WHAT YOU ARE ASKED TO DO »
Write out all the entries word for word and omit any pictures.

Stored data:
>>>
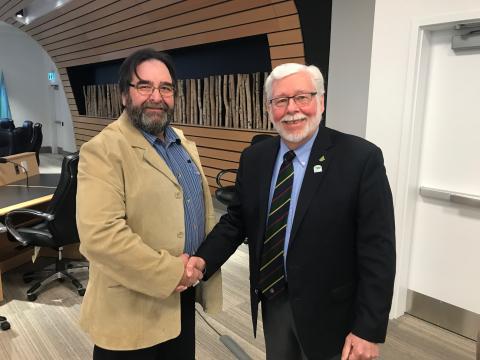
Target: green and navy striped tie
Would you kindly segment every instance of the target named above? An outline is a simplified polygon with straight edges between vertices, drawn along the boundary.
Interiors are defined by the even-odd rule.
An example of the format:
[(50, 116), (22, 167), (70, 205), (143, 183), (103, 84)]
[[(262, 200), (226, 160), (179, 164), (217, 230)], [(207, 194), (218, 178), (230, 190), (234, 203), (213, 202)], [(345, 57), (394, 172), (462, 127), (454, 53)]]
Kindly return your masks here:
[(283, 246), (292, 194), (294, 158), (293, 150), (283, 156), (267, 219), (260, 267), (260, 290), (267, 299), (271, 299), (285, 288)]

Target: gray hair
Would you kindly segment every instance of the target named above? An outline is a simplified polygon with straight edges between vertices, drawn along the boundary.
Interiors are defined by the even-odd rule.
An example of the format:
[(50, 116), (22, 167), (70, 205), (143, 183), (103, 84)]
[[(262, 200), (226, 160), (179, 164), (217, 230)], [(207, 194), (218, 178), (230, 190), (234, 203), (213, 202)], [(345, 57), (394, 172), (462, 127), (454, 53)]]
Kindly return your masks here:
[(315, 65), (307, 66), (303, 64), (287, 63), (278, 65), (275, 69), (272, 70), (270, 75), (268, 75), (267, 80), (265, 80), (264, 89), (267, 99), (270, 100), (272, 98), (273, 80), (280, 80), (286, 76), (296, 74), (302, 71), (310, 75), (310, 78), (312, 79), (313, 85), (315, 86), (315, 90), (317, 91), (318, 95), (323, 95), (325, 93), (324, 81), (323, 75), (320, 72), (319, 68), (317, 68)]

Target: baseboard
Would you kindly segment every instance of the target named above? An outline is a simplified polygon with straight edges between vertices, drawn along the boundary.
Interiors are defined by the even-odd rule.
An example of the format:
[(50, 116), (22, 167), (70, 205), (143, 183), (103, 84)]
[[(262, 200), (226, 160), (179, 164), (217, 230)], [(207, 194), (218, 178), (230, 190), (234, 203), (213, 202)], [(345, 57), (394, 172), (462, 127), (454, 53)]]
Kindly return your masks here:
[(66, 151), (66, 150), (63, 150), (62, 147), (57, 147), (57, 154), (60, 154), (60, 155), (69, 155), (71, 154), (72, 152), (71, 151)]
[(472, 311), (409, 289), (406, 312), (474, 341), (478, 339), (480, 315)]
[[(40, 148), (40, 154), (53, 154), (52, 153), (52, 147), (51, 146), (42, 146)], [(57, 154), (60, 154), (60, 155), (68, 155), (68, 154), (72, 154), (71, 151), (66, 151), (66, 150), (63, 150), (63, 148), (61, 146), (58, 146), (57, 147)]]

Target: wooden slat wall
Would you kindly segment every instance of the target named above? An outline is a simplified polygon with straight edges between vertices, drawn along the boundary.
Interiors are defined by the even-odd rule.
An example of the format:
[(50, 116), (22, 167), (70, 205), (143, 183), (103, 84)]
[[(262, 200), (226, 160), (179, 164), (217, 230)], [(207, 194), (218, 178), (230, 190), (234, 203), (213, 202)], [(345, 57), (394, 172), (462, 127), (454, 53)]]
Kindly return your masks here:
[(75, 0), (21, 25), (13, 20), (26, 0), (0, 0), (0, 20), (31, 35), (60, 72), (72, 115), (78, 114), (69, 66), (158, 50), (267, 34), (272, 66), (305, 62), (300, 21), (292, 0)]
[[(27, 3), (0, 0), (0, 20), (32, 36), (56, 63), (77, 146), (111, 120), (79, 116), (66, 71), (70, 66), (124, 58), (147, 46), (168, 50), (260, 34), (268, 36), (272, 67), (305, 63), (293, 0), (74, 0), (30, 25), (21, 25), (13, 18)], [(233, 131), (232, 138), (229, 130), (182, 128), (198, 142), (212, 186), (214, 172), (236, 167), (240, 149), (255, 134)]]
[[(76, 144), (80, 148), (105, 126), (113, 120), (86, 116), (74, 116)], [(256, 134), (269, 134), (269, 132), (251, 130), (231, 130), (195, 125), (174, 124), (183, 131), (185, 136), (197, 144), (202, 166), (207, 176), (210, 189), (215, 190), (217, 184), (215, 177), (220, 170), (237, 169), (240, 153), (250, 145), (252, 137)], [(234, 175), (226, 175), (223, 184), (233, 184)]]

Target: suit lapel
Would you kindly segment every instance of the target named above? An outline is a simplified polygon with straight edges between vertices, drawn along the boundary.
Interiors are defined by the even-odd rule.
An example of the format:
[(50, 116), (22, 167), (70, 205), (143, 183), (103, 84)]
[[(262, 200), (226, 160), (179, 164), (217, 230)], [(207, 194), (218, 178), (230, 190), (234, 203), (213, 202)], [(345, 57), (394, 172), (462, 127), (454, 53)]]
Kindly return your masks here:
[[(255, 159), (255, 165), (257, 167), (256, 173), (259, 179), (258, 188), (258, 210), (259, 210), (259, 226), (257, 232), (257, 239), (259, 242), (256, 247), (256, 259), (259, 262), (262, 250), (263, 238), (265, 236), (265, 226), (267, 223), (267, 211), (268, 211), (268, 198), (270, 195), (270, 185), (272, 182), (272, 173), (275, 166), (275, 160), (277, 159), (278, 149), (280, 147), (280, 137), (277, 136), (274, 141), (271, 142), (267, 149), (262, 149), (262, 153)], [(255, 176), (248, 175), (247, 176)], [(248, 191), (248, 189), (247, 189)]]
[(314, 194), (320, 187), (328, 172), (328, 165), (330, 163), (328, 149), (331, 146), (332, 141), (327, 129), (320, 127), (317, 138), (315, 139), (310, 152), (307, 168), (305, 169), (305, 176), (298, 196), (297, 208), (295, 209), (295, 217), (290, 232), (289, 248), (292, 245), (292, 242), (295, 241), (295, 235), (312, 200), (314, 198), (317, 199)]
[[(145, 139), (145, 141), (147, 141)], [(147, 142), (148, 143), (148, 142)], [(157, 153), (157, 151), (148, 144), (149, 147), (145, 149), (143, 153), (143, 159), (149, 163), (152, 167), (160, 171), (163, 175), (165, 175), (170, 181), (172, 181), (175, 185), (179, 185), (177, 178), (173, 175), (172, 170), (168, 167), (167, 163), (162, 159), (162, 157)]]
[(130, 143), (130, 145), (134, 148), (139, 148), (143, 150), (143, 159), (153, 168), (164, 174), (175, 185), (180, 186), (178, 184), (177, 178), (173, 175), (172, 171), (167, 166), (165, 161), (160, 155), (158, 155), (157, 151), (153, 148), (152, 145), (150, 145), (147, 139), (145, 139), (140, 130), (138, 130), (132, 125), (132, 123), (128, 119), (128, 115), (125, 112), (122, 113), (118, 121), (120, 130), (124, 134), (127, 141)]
<<<
REPLY TO THE TASK »
Target: green and navy striped tie
Would you kindly segment every instance of the target named above? An outline is a simplified polygon with straight edges between vertices, drawn along the boundary.
Interiors are defined by the even-odd rule.
An example of the format:
[(50, 116), (22, 167), (70, 205), (143, 183), (103, 84)]
[[(262, 200), (226, 160), (179, 164), (217, 230)], [(207, 194), (218, 178), (230, 190), (234, 203), (213, 202)], [(345, 57), (394, 172), (462, 127), (454, 53)]]
Kindly return your masks here:
[(283, 246), (292, 194), (294, 158), (293, 150), (283, 156), (267, 219), (260, 267), (260, 290), (267, 299), (271, 299), (285, 288)]

Target: gray hair
Would you kindly segment every instance of the target named above? An outline is a simplified polygon with straight edges between vertices, drawn along the boundary.
Interiors are defined by the even-odd rule.
An example of the format:
[(50, 116), (22, 167), (70, 205), (143, 183), (103, 84)]
[[(262, 200), (226, 160), (179, 164), (217, 230)], [(207, 194), (218, 178), (230, 190), (234, 203), (213, 202)], [(345, 57), (394, 172), (462, 127), (454, 53)]]
Kindly return your masks here:
[(315, 65), (307, 66), (303, 64), (287, 63), (278, 65), (275, 69), (272, 70), (270, 75), (268, 75), (267, 80), (265, 80), (264, 89), (267, 99), (270, 100), (272, 98), (273, 80), (280, 80), (286, 76), (296, 74), (302, 71), (310, 75), (310, 78), (312, 79), (313, 85), (315, 86), (315, 90), (317, 91), (318, 95), (323, 95), (325, 93), (324, 81), (323, 75), (320, 72), (319, 68), (317, 68)]

Target: baseboard
Would you kindly segment every instance of the target named above? An outline is a simplified polygon with straight edges between vertices, drawn along the boundary.
Interiors are defined by the even-odd rule.
An example of the format:
[(50, 116), (22, 167), (70, 205), (143, 183), (103, 84)]
[[(262, 200), (226, 160), (179, 164), (217, 230)], [(207, 194), (218, 178), (230, 190), (234, 203), (213, 202)], [(345, 57), (394, 172), (462, 127), (454, 53)]]
Kindly return your masks here:
[(66, 151), (66, 150), (63, 150), (62, 147), (57, 147), (57, 154), (60, 154), (60, 155), (69, 155), (71, 154), (72, 152), (71, 151)]
[(472, 311), (409, 289), (406, 312), (474, 341), (478, 339), (480, 315)]
[[(40, 148), (40, 154), (53, 154), (52, 153), (52, 147), (51, 146), (42, 146)], [(57, 154), (60, 154), (60, 155), (68, 155), (68, 154), (72, 154), (71, 151), (66, 151), (66, 150), (63, 150), (63, 148), (61, 146), (58, 146), (57, 147)]]

Target: wooden slat wall
Would you kindly segment every instance of the target named above? An outline is a simplified polygon with straight edges between vertices, drawn along the boundary.
Interiors are defined by the even-odd rule.
An example of the format:
[(50, 116), (22, 167), (70, 205), (143, 183), (103, 84)]
[[(262, 200), (226, 160), (179, 164), (217, 230)], [(207, 194), (218, 178), (230, 190), (234, 203), (213, 202)], [(345, 57), (394, 172), (462, 127), (454, 53)]]
Kindly return your masks here:
[(75, 0), (21, 25), (13, 20), (26, 0), (0, 0), (0, 20), (31, 35), (60, 72), (72, 115), (78, 114), (69, 66), (158, 50), (267, 34), (272, 66), (305, 62), (300, 21), (292, 0)]
[[(27, 3), (0, 0), (0, 20), (32, 36), (56, 63), (77, 146), (111, 120), (79, 116), (66, 71), (70, 66), (124, 58), (147, 46), (168, 50), (260, 34), (268, 36), (272, 67), (305, 63), (293, 0), (74, 0), (30, 25), (21, 25), (13, 18)], [(233, 131), (232, 138), (229, 130), (182, 128), (198, 142), (212, 186), (214, 172), (236, 167), (240, 149), (255, 134)]]
[[(76, 144), (80, 148), (105, 126), (113, 120), (86, 116), (74, 116)], [(256, 134), (269, 134), (269, 132), (251, 130), (231, 130), (195, 125), (174, 124), (183, 131), (185, 136), (197, 144), (202, 166), (207, 176), (210, 189), (215, 190), (217, 184), (215, 177), (220, 170), (237, 169), (240, 153), (250, 145), (252, 137)], [(234, 175), (226, 175), (223, 184), (233, 184)]]

Target: suit lapel
Would you kindly segment every instance of the target named above? An outline is a simplified polygon with straight edges between vertices, drawn along the boundary.
Interiors are defined by the even-odd rule.
An example of the format:
[(50, 116), (22, 167), (70, 205), (143, 183), (103, 84)]
[[(262, 200), (226, 160), (179, 164), (217, 230)], [(207, 194), (218, 178), (230, 190), (234, 203), (213, 202)], [(345, 57), (394, 172), (462, 127), (454, 53)]]
Kindly return your masks here:
[[(255, 159), (255, 165), (257, 167), (256, 173), (259, 179), (258, 188), (258, 210), (259, 210), (259, 226), (257, 232), (257, 239), (259, 242), (256, 247), (256, 259), (259, 262), (262, 250), (263, 238), (265, 236), (265, 226), (267, 223), (267, 211), (268, 211), (268, 198), (270, 195), (270, 185), (272, 182), (272, 173), (275, 166), (275, 160), (277, 159), (278, 149), (280, 147), (280, 137), (277, 136), (274, 141), (271, 142), (267, 149), (262, 149), (262, 153)], [(255, 176), (248, 175), (247, 176)], [(248, 191), (248, 189), (247, 189)]]
[(314, 194), (320, 187), (328, 172), (328, 165), (330, 163), (328, 149), (331, 146), (332, 141), (327, 129), (320, 127), (317, 138), (315, 139), (310, 152), (307, 168), (305, 169), (305, 176), (298, 196), (297, 208), (295, 209), (295, 217), (290, 232), (289, 248), (292, 245), (292, 242), (295, 241), (295, 235), (312, 200), (314, 198), (317, 199)]
[[(145, 139), (145, 141), (147, 141)], [(147, 142), (148, 143), (148, 142)], [(157, 153), (157, 151), (148, 144), (149, 147), (145, 149), (143, 153), (143, 159), (149, 163), (152, 167), (160, 171), (163, 175), (165, 175), (170, 181), (172, 181), (175, 185), (179, 185), (177, 178), (173, 175), (172, 170), (168, 167), (167, 163), (162, 159), (162, 157)]]
[(130, 143), (130, 145), (134, 148), (139, 148), (143, 150), (143, 159), (153, 168), (164, 174), (175, 185), (180, 186), (178, 184), (177, 178), (173, 175), (172, 171), (167, 166), (165, 161), (160, 155), (158, 155), (157, 151), (153, 148), (152, 145), (150, 145), (147, 139), (145, 139), (140, 130), (138, 130), (132, 125), (132, 123), (128, 119), (128, 115), (125, 112), (122, 113), (118, 121), (120, 130), (124, 134), (127, 141)]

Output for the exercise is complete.